» **Task item**
Output every line of all the entries below as a numbered list, omitting blank lines and leaving out the pictures.

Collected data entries

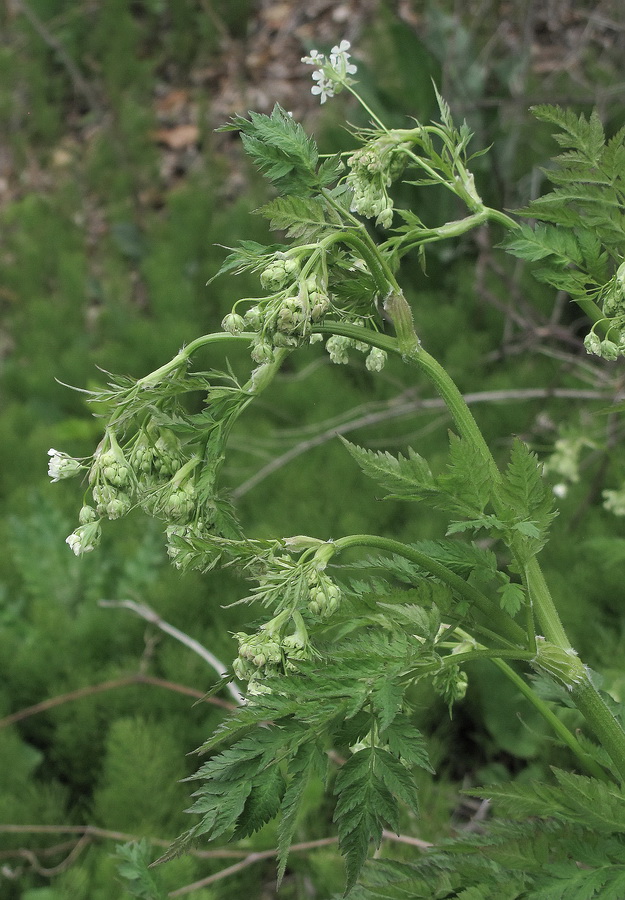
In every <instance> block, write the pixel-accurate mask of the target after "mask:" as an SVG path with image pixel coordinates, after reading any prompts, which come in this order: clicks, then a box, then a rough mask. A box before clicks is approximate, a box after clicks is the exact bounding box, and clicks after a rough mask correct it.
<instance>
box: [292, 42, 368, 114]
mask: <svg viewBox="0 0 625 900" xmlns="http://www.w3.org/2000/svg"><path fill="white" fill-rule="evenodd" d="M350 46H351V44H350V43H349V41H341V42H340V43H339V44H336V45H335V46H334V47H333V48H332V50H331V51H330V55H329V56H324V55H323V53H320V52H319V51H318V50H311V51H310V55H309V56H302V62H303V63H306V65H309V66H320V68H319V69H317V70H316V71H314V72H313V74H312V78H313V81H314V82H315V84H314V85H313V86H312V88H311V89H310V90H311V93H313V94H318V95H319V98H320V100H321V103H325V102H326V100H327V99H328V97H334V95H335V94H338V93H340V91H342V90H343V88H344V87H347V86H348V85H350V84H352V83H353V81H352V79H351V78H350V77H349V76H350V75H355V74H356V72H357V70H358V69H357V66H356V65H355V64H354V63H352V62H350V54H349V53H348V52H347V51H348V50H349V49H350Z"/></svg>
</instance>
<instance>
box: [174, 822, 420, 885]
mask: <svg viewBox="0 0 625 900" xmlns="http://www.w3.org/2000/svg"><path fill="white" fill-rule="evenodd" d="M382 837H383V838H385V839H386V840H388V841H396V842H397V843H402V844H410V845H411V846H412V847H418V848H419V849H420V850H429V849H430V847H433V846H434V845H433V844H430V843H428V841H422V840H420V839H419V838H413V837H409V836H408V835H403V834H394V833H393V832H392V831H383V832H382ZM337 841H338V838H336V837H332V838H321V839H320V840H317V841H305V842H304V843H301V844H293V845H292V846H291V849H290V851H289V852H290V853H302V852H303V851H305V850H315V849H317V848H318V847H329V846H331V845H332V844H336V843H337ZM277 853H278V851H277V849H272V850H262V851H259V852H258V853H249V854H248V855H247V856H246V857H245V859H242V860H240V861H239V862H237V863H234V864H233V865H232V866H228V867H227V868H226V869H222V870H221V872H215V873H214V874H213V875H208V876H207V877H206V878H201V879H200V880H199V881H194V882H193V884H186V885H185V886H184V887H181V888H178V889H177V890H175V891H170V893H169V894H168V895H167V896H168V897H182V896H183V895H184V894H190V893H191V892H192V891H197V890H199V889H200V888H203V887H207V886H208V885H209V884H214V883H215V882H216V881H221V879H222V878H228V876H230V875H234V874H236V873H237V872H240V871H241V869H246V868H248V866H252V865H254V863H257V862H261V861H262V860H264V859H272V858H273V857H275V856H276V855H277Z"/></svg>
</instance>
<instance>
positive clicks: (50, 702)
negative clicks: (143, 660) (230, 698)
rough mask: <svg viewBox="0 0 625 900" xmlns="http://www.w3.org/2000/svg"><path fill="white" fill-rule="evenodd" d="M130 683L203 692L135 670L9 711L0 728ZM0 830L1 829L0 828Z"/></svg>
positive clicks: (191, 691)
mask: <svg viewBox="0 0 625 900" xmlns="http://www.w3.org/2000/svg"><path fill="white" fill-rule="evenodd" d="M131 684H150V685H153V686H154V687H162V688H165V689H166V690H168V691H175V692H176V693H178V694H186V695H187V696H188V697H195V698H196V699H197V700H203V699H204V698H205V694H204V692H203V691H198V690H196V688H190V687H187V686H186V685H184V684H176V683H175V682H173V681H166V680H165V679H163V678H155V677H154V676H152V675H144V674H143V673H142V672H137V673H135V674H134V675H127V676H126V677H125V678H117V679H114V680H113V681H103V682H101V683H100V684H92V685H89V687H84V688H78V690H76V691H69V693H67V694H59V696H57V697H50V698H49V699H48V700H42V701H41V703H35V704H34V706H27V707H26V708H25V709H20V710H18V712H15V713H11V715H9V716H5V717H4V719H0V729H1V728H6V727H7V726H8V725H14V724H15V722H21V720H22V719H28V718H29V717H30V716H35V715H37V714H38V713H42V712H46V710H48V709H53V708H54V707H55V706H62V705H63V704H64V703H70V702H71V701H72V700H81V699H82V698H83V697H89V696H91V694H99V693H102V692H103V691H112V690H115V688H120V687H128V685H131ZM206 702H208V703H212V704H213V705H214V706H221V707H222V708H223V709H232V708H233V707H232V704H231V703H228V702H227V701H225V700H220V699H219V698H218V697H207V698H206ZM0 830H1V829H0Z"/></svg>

» **Output of the task**
1. In every <instance> block, write the pixel-accurate mask of the target after "mask:" as an SVG path with image pixel coordinates, after reading any prompts, which come in this order: clicks, then a box, then a rough mask. A box before clicks is approximate, a box after clicks is the exact bounding box, and clicks after a rough mask correct it.
2. <instance>
3. box: [292, 42, 368, 114]
4. mask: <svg viewBox="0 0 625 900" xmlns="http://www.w3.org/2000/svg"><path fill="white" fill-rule="evenodd" d="M350 46H351V44H350V43H349V41H341V42H340V43H339V44H336V45H335V46H334V47H333V48H332V50H331V51H330V55H329V56H324V55H323V53H320V52H319V51H318V50H311V51H310V55H309V56H302V62H303V63H306V65H309V66H320V68H319V69H317V70H316V71H314V72H313V74H312V78H313V81H314V82H315V84H314V85H313V86H312V88H311V89H310V90H311V93H313V94H318V95H319V98H320V100H321V103H325V102H326V100H327V99H328V97H334V95H335V94H338V93H340V91H342V90H343V88H344V87H347V86H348V85H350V84H352V83H353V81H352V79H351V78H350V77H349V76H350V75H355V74H356V72H357V70H358V69H357V66H356V65H355V64H354V63H352V62H350V54H349V53H348V52H347V51H348V50H349V49H350Z"/></svg>
5. </instance>
6. <instance>
7. box: [174, 822, 420, 885]
8. mask: <svg viewBox="0 0 625 900" xmlns="http://www.w3.org/2000/svg"><path fill="white" fill-rule="evenodd" d="M382 837H383V838H385V839H386V840H388V841H396V842H397V843H402V844H410V845H411V846H412V847H418V848H419V849H420V850H429V849H430V847H433V846H434V845H433V844H430V843H428V841H422V840H420V839H419V838H413V837H409V836H408V835H403V834H394V833H393V832H392V831H383V832H382ZM337 841H338V838H336V837H332V838H321V839H320V840H317V841H305V842H304V843H301V844H293V845H292V846H291V849H290V851H289V852H290V853H302V852H303V851H305V850H315V849H317V848H318V847H329V846H331V845H332V844H336V843H337ZM277 853H278V851H277V849H272V850H262V851H259V852H258V853H249V854H248V855H247V856H246V857H245V859H242V860H240V861H239V862H237V863H234V864H233V865H232V866H228V867H227V868H226V869H222V870H221V872H215V873H214V874H213V875H208V876H207V877H206V878H201V879H200V880H199V881H194V882H193V884H186V885H185V886H184V887H181V888H178V889H177V890H175V891H170V893H169V894H168V895H167V896H168V897H182V896H183V895H184V894H190V893H191V892H192V891H197V890H199V889H200V888H203V887H207V886H208V885H209V884H214V883H215V882H216V881H221V879H222V878H228V876H230V875H234V874H236V873H237V872H240V871H241V869H246V868H248V866H252V865H254V863H257V862H261V861H262V860H264V859H272V858H273V857H275V856H276V855H277Z"/></svg>
9. </instance>
10. <instance>
11. positive clicks: (50, 702)
12. negative clicks: (143, 660) (230, 698)
13. rough mask: <svg viewBox="0 0 625 900" xmlns="http://www.w3.org/2000/svg"><path fill="white" fill-rule="evenodd" d="M130 683L203 692L135 670L9 711L0 728ZM0 830L1 829L0 828Z"/></svg>
14. positive clicks: (191, 691)
15. mask: <svg viewBox="0 0 625 900" xmlns="http://www.w3.org/2000/svg"><path fill="white" fill-rule="evenodd" d="M131 684H150V685H153V686H154V687H162V688H165V689H166V690H168V691H175V692H176V693H178V694H186V695H187V696H188V697H195V698H196V699H197V700H203V699H204V698H205V694H204V692H203V691H198V690H196V688H190V687H187V686H186V685H184V684H176V683H175V682H173V681H166V680H165V679H163V678H155V677H154V676H152V675H144V674H143V673H142V672H137V673H135V674H134V675H127V676H126V677H125V678H117V679H114V680H113V681H103V682H101V683H100V684H92V685H89V687H84V688H78V690H76V691H69V693H67V694H59V696H57V697H50V698H49V699H48V700H42V701H41V703H35V704H34V706H27V707H26V708H25V709H20V710H18V712H15V713H11V715H9V716H5V717H4V719H0V729H1V728H6V727H7V726H8V725H14V724H15V722H21V720H22V719H28V718H29V717H30V716H35V715H37V714H38V713H42V712H46V710H48V709H53V708H54V707H55V706H62V705H63V704H64V703H70V702H71V701H72V700H81V699H82V698H83V697H89V696H91V694H99V693H102V692H103V691H112V690H115V688H120V687H128V685H131ZM206 702H208V703H212V704H213V705H214V706H221V707H222V708H223V709H232V708H233V707H232V704H231V703H228V702H227V701H225V700H220V699H219V698H218V697H207V698H206ZM0 830H1V829H0Z"/></svg>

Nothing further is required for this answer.